==== Halaman
Oleh: Pujiah Lestari
Penulis Peneliti program historical memories untuk wilayah Banten
BICARA tentang karakteristik suatu etnik atau suku tertentu di pelosok tanah air, tak ubahnya bicara tentang kemanusiaan secara universal. Apa yang dibahas oleh psikoanalisa Sigmund Freud di Eropa, sangat identik dengan pembahasan tentang hakikat manusia modern di belahan benua manapun di permukaan bumi ini. Tapi jika menelisik kepribadian orang Banten yang cenderung religius, menurut saya lebih mendekati konsep pemikiran Carl Gustav Jung, seorang penggagas psikologi analitis kelahiran Swiss, yang mempopulerkan dua tipologi kepribadian manusia sebagai ekstrovert dan introvert. Oleh karena itu, mari kita melihat dua tipologi manusia Banten dari perspektif pemikiran Jung yang dinilai tetap valid oleh pandangan psikolog manapun di era post-modern ini.
Orang Banten yang cenderung berjiwa ekstrovert dikenal luwes dalam pergaulan, banyak bicara, enerjik dan spontan. Mereka senang berinteraksi dan berkumpul dengan banyak orang, serta berani mengutarakan ide dan gagasannya. Mereka mudah memulai pembicaraan, bahkan cenderung mendominasi percakapan di tempat kerja. Sedangkan mereka yang berjiwa introvert tak menyukai suasana gaduh dan ramai, cenderung penyendiri, bahkan membangun relasi yang sifatnya lebih personal. Dalam percakapan, orang Banten yang introvert akan lebih senang mendengarkan orang lain. Bukan berarti dia seorang pemalu, belum tentu juga seorang yang tak memiliki ide dan gagasan. Karena tipikal semacam ini, setelah dipancing pertanyaan, rupanya tidak sedikit yang berpandangan luas melebihi apa yang kita bayangkan.
========
==== Bahan yang Disediakan
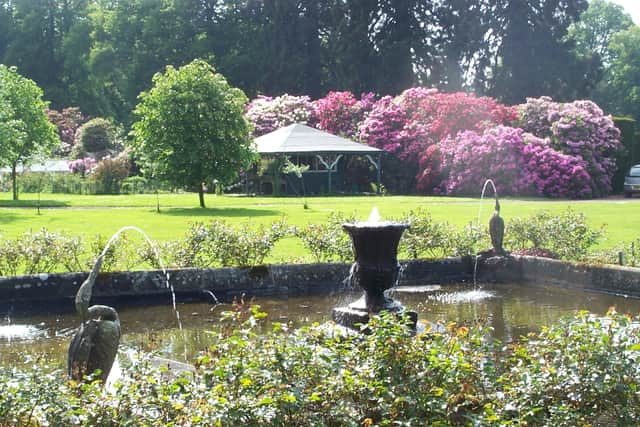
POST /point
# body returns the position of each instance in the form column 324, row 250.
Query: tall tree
column 620, row 91
column 533, row 58
column 24, row 127
column 597, row 25
column 191, row 129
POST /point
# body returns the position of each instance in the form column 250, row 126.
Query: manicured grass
column 91, row 215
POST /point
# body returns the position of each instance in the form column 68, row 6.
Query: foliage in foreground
column 583, row 371
column 219, row 244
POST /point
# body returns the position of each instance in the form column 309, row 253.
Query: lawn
column 91, row 215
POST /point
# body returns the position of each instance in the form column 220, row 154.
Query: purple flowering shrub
column 82, row 166
column 267, row 114
column 548, row 172
column 341, row 113
column 518, row 162
column 410, row 124
column 389, row 127
column 580, row 129
column 469, row 158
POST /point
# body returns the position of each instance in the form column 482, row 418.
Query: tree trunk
column 14, row 179
column 201, row 196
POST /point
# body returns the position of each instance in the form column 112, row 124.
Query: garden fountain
column 94, row 346
column 375, row 270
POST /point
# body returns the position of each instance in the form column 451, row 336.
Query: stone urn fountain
column 375, row 270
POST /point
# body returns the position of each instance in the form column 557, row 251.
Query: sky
column 632, row 7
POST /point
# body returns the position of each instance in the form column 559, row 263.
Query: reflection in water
column 510, row 310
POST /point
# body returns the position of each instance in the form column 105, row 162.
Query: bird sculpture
column 95, row 344
column 496, row 230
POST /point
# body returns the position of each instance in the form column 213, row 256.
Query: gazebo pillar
column 330, row 162
column 378, row 165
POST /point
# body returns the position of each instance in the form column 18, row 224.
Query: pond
column 511, row 311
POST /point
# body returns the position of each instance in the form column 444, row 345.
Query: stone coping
column 42, row 291
column 46, row 291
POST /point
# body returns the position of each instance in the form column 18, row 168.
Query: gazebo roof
column 302, row 139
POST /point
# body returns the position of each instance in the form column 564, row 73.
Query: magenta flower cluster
column 267, row 114
column 579, row 129
column 519, row 163
column 454, row 141
column 341, row 113
column 82, row 166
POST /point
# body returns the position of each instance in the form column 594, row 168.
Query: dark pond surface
column 511, row 310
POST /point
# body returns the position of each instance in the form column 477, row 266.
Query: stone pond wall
column 57, row 291
column 528, row 270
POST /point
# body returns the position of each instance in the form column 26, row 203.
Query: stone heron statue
column 95, row 344
column 496, row 230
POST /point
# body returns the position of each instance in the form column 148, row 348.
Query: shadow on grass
column 6, row 218
column 219, row 212
column 44, row 203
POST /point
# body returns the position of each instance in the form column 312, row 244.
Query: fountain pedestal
column 375, row 270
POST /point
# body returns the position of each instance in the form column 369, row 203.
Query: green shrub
column 327, row 241
column 582, row 371
column 470, row 240
column 219, row 244
column 425, row 236
column 109, row 174
column 567, row 235
column 96, row 136
column 135, row 185
column 123, row 253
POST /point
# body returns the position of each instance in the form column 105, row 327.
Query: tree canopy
column 24, row 128
column 191, row 129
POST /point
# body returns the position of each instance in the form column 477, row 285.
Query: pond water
column 511, row 310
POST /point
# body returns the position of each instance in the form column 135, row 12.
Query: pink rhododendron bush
column 518, row 162
column 267, row 114
column 449, row 143
column 579, row 129
column 409, row 124
column 341, row 113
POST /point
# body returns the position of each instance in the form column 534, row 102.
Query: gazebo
column 300, row 140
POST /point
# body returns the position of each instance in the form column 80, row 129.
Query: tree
column 533, row 56
column 97, row 137
column 24, row 127
column 622, row 82
column 597, row 25
column 191, row 129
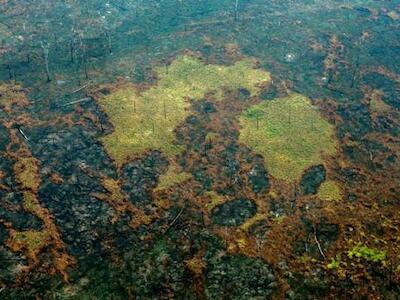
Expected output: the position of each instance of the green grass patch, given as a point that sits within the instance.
(290, 133)
(369, 254)
(330, 191)
(147, 121)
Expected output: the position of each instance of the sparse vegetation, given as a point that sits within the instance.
(369, 254)
(146, 121)
(291, 135)
(330, 191)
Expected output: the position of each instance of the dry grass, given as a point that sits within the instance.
(290, 133)
(330, 191)
(147, 121)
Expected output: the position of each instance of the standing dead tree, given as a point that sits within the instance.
(46, 47)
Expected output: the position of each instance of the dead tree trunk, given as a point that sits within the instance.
(45, 48)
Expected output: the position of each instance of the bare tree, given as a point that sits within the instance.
(46, 47)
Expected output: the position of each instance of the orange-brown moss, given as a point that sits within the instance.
(121, 204)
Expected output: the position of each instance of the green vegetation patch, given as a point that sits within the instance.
(369, 254)
(147, 121)
(290, 133)
(330, 191)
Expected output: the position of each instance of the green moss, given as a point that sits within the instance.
(290, 133)
(369, 254)
(335, 263)
(30, 202)
(215, 200)
(330, 191)
(26, 171)
(147, 121)
(32, 241)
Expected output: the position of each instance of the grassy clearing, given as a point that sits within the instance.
(330, 191)
(147, 121)
(290, 133)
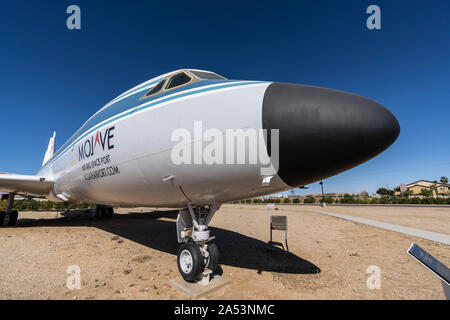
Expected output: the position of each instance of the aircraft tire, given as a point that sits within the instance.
(99, 212)
(109, 212)
(13, 218)
(213, 259)
(190, 261)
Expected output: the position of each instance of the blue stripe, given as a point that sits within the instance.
(145, 105)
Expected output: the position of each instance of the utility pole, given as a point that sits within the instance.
(323, 196)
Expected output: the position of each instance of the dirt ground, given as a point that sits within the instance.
(133, 255)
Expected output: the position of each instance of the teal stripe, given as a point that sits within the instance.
(145, 106)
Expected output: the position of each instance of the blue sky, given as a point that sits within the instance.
(52, 78)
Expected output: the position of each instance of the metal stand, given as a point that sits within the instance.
(279, 223)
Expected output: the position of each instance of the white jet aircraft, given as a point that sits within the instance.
(168, 142)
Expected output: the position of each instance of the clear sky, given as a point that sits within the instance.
(52, 78)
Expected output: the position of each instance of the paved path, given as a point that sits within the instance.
(434, 236)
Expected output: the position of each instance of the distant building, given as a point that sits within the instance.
(333, 195)
(438, 189)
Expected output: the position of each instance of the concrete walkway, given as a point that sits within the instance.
(434, 236)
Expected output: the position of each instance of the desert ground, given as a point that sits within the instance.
(133, 255)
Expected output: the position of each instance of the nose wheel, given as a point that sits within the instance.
(198, 253)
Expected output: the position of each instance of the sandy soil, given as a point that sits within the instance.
(133, 255)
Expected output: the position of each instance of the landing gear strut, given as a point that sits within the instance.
(9, 217)
(198, 254)
(104, 212)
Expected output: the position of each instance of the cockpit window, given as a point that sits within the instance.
(156, 88)
(178, 80)
(206, 75)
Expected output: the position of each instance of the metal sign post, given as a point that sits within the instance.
(434, 265)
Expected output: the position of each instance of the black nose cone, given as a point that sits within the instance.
(323, 132)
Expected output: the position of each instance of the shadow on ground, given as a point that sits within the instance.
(150, 230)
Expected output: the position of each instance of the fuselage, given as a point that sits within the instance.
(124, 154)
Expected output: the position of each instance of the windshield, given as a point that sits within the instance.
(205, 75)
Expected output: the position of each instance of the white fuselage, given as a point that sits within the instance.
(126, 159)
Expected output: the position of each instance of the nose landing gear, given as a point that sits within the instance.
(198, 254)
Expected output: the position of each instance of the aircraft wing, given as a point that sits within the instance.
(25, 184)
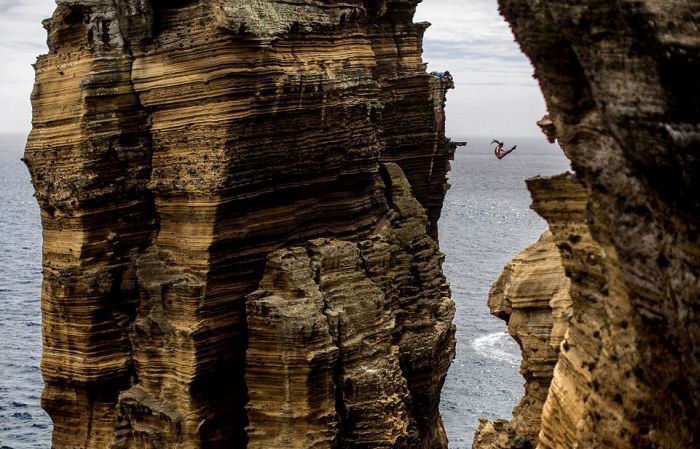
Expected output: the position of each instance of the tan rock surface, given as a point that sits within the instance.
(620, 82)
(380, 355)
(175, 145)
(532, 296)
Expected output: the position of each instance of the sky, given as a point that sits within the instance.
(495, 94)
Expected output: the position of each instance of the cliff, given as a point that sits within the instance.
(532, 296)
(187, 157)
(620, 82)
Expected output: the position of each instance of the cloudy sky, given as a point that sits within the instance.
(495, 94)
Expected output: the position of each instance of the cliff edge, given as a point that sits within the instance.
(620, 82)
(187, 157)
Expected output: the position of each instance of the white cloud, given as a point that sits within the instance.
(495, 93)
(22, 39)
(468, 37)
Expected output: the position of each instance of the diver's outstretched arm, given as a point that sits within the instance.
(509, 151)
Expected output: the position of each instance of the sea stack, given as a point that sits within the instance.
(239, 202)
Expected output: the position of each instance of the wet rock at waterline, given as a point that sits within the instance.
(620, 83)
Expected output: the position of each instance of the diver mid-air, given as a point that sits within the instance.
(499, 151)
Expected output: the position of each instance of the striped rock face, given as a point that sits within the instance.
(620, 82)
(181, 152)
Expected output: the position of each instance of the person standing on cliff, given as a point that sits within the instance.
(499, 151)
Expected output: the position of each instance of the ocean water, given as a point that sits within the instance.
(23, 424)
(485, 222)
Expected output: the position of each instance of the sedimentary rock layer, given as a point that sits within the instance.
(620, 82)
(532, 296)
(175, 145)
(349, 342)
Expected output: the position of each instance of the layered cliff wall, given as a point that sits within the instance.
(620, 82)
(178, 147)
(532, 295)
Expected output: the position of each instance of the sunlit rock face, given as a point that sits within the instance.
(179, 150)
(620, 82)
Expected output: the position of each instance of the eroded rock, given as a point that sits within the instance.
(175, 145)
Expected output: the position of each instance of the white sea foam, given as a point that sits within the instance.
(497, 346)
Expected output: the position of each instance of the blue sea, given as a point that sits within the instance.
(485, 222)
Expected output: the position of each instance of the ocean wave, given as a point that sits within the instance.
(497, 346)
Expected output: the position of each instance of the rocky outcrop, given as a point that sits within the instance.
(344, 338)
(175, 146)
(532, 296)
(619, 79)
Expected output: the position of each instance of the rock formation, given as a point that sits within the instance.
(182, 152)
(532, 296)
(620, 82)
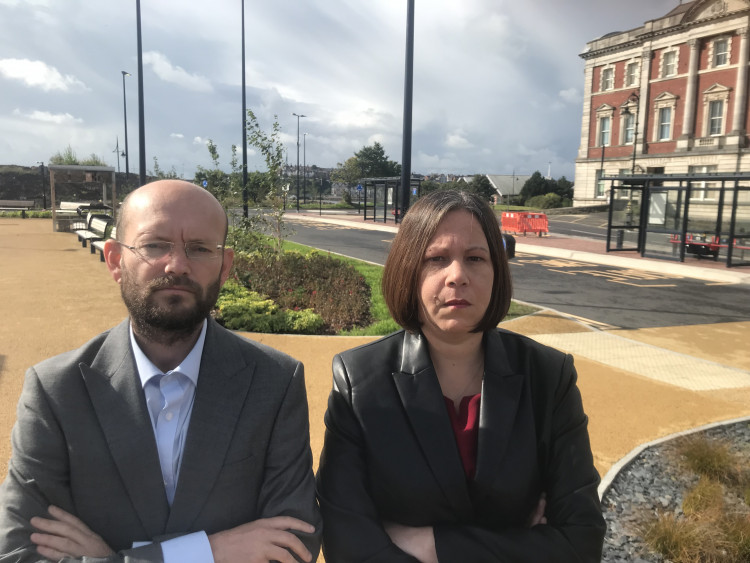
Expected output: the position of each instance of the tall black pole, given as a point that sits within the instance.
(244, 121)
(141, 118)
(408, 96)
(298, 115)
(44, 193)
(125, 115)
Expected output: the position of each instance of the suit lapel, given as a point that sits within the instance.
(501, 397)
(219, 400)
(425, 407)
(117, 397)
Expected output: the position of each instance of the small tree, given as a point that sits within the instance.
(272, 149)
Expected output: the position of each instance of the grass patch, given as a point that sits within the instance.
(382, 322)
(715, 523)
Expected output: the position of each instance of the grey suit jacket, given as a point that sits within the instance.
(83, 441)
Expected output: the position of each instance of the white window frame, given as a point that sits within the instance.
(714, 53)
(698, 190)
(632, 70)
(667, 71)
(599, 189)
(715, 118)
(664, 100)
(604, 111)
(716, 93)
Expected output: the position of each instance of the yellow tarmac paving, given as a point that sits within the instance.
(637, 385)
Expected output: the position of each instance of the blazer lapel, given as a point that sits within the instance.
(501, 397)
(117, 397)
(219, 399)
(425, 407)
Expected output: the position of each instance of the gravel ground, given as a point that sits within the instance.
(653, 483)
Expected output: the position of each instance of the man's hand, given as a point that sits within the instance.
(64, 535)
(261, 541)
(417, 542)
(538, 517)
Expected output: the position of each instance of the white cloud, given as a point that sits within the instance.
========
- _Tugas Anda_
(a) Sifat apa saja yang disebutkan artikel di atas dalam kalimat yang diawali "Orang Banten yang cenderung berjiwa ekstrovert"?
(b) Salin bagian artikel di atas, mulai dari "Oleh: Pujiah Lestari" dan terus sampai "era post-modern ini.".

- _Jawaban yang Diharapkan_
(a)
- luwes dalam pergaulan
- banyak bicara
- enerjik
- spontan

(b)
Oleh: Pujiah Lestari
Penulis Peneliti program historical memories untuk wilayah Banten
BICARA tentang karakteristik suatu etnik atau suku tertentu di pelosok tanah air, tak ubahnya bicara tentang kemanusiaan secara universal. Apa yang dibahas oleh psikoanalisa Sigmund Freud di Eropa, sangat identik dengan pembahasan tentang hakikat manusia modern di belahan benua manapun di permukaan bumi ini. Tapi jika menelisik kepribadian orang Banten yang cenderung religius, menurut saya lebih mendekati konsep pemikiran Carl Gustav Jung, seorang penggagas psikologi analitis kelahiran Swiss, yang mempopulerkan dua tipologi kepribadian manusia sebagai ekstrovert dan introvert. Oleh karena itu, mari kita melihat dua tipologi manusia Banten dari perspektif pemikiran Jung yang dinilai tetap valid oleh pandangan psikolog manapun di era post-modern ini.